> [WHAT THE TASK ASKS] Set out all of the records below as a numbered list, omitting any blank lines.

[Excerpts from a point labeling dataset]
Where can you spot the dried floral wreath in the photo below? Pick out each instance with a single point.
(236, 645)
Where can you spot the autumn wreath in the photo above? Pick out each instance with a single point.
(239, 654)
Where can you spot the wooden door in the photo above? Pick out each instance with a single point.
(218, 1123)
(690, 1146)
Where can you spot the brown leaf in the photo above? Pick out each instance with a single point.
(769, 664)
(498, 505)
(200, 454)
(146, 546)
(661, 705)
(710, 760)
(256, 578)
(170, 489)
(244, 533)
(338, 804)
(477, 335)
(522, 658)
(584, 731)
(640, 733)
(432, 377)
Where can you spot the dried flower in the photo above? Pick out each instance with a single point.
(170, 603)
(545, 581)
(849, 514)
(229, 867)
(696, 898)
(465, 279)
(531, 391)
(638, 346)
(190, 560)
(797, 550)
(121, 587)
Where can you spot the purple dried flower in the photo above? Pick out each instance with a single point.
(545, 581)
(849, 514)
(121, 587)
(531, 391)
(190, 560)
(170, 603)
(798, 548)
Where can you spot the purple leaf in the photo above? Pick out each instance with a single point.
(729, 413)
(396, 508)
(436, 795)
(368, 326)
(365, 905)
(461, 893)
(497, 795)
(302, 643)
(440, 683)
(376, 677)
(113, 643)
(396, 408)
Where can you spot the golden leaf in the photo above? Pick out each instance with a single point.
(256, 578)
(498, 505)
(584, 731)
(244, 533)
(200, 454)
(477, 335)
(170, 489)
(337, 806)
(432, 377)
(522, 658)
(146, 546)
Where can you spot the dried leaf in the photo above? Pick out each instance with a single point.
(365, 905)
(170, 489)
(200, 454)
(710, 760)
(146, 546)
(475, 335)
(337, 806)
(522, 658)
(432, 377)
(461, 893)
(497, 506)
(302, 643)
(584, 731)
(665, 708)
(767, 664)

> [COMPLETE ANSWER]
1. Where can you spot the dried floral wreath in the photo below? Pick out each instance with a single point.
2. (236, 645)
3. Where can you spot the autumn wreath in the photo above? Pick out each instance with a single point.
4. (239, 654)
5. Where can you spot the wooden door in the photo above? Pick out each instance with a single point.
6. (218, 1123)
7. (690, 1146)
8. Where can you spot the brown leaf in the photo above? Pick out each instance with a single point.
9. (769, 664)
10. (498, 505)
11. (200, 454)
12. (146, 546)
13. (661, 705)
14. (710, 760)
15. (256, 578)
16. (170, 489)
17. (244, 533)
18. (338, 804)
19. (477, 335)
20. (522, 658)
21. (584, 731)
22. (640, 733)
23. (432, 377)
24. Where can you spot the dried flower in the photo above? Pick out each instance with a single point.
25. (170, 603)
26. (545, 581)
27. (849, 514)
28. (229, 867)
29. (696, 898)
30. (465, 279)
31. (531, 391)
32. (638, 346)
33. (190, 560)
34. (797, 550)
35. (121, 587)
36. Where can you spot the purple dried flower in the photo above? Pick out each instance with a single point.
37. (545, 581)
38. (849, 514)
39. (121, 587)
40. (531, 391)
41. (190, 560)
42. (170, 603)
43. (798, 548)
44. Where can you spot the purple leaf in the photo above? Pick out each instance with a single point.
45. (729, 413)
46. (396, 508)
47. (436, 795)
48. (368, 326)
49. (365, 905)
50. (461, 893)
51. (497, 795)
52. (302, 643)
53. (440, 683)
54. (376, 677)
55. (113, 643)
56. (396, 408)
57. Where can you spot the golden leaf in the photo above? Pick out each instance with a single point.
58. (256, 578)
59. (498, 505)
60. (584, 731)
61. (244, 533)
62. (200, 454)
63. (477, 335)
64. (170, 489)
65. (337, 806)
66. (432, 377)
67. (522, 658)
68. (146, 546)
69. Where can you spot the dried leaf in the photo above? Pick out each instance with a single point.
70. (365, 905)
71. (170, 489)
72. (200, 454)
73. (710, 760)
74. (146, 546)
75. (475, 335)
76. (337, 806)
77. (522, 658)
78. (432, 377)
79. (461, 893)
80. (497, 506)
81. (302, 643)
82. (584, 731)
83. (665, 708)
84. (767, 664)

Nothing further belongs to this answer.